Below are three blocks of records. List every line in them that contains the word "white", matching case exactly.
════════════════════
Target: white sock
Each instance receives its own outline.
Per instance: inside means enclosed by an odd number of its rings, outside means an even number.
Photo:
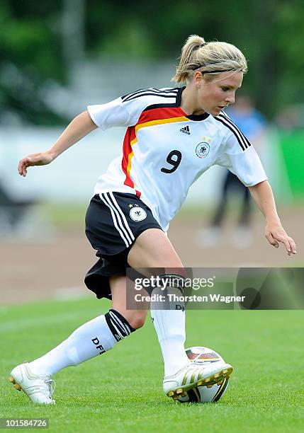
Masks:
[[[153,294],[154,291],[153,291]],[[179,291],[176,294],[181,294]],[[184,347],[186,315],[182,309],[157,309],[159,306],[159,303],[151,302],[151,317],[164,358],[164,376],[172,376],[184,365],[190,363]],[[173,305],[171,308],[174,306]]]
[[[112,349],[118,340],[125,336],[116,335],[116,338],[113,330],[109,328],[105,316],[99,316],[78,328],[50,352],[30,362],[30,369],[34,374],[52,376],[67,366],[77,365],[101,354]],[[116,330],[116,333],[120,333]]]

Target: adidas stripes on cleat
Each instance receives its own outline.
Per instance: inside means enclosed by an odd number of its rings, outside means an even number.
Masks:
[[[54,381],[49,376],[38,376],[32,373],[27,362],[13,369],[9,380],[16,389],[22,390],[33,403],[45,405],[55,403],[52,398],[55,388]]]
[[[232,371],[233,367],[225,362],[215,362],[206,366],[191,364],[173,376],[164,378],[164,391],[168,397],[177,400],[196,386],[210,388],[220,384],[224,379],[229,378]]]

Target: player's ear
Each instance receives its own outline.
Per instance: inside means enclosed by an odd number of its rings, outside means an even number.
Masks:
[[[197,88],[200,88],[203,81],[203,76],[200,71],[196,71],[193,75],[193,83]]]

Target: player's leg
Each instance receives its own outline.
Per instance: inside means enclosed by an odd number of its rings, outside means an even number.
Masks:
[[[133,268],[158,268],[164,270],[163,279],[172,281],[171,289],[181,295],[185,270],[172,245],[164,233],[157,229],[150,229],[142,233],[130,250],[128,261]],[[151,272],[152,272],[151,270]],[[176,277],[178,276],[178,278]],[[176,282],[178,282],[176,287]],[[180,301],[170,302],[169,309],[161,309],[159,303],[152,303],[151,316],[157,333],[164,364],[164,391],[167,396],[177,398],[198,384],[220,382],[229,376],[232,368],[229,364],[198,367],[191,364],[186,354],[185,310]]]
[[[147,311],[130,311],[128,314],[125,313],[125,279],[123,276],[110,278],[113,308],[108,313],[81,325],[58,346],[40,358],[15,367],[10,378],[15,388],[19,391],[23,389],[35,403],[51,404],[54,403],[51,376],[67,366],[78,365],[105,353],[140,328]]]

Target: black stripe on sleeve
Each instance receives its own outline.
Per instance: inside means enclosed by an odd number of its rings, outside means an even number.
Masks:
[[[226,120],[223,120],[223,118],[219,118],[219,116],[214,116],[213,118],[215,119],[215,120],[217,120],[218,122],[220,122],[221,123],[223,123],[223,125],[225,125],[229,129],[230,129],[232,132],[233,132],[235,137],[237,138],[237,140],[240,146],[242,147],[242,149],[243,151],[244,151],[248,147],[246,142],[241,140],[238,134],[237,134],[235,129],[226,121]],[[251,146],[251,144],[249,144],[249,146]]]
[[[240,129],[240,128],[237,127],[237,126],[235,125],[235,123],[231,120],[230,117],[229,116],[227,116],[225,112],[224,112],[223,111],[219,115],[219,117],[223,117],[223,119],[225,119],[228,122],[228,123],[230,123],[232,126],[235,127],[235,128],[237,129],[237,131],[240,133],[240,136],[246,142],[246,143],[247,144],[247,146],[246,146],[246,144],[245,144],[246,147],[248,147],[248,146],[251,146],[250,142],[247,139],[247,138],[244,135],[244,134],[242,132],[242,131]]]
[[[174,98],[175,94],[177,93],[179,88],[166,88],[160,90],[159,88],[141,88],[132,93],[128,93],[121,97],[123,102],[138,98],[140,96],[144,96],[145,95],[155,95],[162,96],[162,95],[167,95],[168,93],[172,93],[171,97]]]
════════════════════
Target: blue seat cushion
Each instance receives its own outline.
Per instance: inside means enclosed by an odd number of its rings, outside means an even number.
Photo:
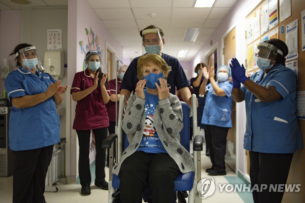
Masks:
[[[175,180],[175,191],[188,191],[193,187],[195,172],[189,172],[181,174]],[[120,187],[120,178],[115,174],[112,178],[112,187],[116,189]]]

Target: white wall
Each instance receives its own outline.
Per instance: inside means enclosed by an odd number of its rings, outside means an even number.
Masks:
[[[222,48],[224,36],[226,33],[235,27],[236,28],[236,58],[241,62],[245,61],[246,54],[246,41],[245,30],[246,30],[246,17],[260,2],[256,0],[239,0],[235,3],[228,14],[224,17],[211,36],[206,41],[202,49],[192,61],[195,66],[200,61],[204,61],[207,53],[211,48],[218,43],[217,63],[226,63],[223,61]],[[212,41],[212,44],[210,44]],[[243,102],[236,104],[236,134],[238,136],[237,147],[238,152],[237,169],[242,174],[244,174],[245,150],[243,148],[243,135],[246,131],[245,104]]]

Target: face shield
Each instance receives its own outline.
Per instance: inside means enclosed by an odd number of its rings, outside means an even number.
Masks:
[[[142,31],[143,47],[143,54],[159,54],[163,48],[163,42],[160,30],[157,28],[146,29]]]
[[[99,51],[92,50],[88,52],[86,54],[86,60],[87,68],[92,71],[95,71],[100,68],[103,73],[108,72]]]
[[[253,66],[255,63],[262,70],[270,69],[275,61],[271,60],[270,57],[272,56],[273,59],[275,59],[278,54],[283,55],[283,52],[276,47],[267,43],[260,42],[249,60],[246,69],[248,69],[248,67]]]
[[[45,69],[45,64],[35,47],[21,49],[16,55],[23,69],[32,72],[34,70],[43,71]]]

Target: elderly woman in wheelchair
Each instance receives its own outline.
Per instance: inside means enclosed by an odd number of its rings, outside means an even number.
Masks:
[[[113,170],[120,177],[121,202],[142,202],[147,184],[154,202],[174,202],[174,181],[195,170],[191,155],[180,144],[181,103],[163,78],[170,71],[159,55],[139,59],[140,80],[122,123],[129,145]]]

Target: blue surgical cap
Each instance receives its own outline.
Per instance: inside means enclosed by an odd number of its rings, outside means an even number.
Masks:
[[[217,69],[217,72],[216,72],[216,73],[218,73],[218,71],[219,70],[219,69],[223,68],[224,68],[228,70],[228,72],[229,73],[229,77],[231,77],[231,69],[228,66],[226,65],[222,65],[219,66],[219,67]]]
════════════════════
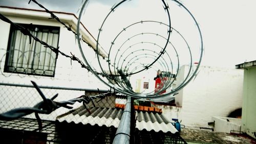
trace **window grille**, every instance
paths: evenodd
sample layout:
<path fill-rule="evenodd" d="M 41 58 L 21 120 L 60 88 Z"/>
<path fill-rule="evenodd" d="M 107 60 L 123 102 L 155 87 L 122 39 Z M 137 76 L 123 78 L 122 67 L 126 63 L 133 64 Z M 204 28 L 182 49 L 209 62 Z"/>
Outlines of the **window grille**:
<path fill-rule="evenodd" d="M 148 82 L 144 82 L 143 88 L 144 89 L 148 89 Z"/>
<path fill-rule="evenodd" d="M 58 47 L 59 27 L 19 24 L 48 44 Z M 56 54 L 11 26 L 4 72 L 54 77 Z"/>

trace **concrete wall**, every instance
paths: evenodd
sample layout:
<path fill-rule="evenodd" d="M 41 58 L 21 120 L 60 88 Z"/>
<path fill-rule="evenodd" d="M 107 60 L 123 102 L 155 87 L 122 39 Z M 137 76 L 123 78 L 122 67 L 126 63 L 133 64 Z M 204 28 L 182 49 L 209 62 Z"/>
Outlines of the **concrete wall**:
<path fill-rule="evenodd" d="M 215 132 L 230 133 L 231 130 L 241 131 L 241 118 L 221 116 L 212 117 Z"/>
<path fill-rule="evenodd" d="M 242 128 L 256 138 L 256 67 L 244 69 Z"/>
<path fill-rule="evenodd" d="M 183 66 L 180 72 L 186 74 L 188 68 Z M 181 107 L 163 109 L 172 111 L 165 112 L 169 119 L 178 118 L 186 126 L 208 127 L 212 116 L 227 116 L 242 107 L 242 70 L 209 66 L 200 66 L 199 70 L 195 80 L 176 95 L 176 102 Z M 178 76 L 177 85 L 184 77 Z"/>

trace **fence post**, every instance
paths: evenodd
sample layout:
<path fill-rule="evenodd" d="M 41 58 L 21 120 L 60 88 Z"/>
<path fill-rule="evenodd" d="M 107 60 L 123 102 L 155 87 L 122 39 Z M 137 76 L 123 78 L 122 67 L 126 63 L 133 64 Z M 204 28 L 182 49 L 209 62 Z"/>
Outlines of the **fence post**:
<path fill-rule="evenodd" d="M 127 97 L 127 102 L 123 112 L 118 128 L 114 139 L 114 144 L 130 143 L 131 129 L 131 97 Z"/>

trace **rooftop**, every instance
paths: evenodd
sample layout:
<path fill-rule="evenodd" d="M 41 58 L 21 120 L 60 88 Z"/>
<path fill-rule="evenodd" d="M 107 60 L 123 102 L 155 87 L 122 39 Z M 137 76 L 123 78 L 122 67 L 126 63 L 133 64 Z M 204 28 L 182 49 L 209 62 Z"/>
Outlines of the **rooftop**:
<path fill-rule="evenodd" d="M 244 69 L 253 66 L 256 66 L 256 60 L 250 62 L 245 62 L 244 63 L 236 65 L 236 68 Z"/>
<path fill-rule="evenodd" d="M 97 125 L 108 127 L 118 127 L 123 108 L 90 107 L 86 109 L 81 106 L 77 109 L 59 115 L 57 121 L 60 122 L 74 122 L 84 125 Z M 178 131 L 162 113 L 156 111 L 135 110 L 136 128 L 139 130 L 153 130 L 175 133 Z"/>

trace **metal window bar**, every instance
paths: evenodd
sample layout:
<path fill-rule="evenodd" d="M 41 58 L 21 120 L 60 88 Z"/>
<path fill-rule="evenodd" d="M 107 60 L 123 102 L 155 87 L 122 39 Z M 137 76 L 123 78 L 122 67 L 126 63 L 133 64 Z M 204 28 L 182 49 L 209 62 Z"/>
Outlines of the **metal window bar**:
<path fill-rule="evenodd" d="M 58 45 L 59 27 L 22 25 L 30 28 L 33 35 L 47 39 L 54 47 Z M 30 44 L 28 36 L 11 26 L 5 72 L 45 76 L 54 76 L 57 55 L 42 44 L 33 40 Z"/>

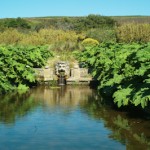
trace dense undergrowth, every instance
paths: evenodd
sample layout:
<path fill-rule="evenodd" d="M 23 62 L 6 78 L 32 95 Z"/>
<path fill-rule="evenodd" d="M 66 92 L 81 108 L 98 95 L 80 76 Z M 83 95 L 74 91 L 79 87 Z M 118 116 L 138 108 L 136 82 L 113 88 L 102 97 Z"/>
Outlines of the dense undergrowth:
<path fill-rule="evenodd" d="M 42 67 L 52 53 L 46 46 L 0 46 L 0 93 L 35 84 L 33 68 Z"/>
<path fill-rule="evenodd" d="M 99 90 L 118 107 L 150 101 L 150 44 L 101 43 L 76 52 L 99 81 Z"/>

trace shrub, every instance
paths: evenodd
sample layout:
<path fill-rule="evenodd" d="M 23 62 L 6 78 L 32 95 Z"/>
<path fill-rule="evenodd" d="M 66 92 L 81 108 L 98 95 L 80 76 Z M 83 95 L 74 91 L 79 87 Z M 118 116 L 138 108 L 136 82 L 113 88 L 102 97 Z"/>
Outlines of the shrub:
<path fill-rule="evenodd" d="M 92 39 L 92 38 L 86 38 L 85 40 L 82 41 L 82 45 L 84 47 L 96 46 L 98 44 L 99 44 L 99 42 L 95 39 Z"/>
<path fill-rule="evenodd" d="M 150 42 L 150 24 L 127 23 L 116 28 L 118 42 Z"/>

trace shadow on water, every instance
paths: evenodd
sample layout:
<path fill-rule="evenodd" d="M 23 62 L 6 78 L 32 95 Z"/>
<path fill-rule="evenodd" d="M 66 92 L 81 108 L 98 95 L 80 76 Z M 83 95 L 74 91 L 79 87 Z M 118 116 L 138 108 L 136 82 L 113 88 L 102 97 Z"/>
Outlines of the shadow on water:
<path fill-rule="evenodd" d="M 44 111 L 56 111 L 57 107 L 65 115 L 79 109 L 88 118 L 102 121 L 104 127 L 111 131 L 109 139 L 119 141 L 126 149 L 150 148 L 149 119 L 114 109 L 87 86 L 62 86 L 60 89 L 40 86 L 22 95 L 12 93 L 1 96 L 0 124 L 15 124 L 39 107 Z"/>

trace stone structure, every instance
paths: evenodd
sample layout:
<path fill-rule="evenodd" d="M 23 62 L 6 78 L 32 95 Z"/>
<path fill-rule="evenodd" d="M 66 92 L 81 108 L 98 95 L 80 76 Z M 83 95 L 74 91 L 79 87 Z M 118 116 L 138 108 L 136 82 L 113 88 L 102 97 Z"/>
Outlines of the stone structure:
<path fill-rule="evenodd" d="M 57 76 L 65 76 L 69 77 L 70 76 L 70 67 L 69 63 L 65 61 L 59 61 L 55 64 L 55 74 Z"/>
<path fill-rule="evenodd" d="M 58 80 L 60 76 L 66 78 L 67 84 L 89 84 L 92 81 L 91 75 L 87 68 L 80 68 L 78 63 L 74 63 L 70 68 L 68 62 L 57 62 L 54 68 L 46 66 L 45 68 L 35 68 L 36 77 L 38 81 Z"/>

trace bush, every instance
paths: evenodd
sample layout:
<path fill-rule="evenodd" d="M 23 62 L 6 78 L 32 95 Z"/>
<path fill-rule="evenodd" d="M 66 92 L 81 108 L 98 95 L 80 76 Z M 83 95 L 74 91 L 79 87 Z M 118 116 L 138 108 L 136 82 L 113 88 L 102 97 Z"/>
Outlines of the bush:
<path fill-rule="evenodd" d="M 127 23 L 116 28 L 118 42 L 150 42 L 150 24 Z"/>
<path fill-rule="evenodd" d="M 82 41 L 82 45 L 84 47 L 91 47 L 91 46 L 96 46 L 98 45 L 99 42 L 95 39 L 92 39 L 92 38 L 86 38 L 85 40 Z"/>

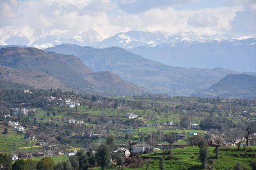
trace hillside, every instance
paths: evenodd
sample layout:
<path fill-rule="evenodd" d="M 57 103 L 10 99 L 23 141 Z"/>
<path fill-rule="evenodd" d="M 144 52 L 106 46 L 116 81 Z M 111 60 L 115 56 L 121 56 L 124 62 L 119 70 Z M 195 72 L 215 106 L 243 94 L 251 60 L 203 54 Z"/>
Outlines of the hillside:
════════════════════
● **Full solution**
Target: white sock
Target: white wall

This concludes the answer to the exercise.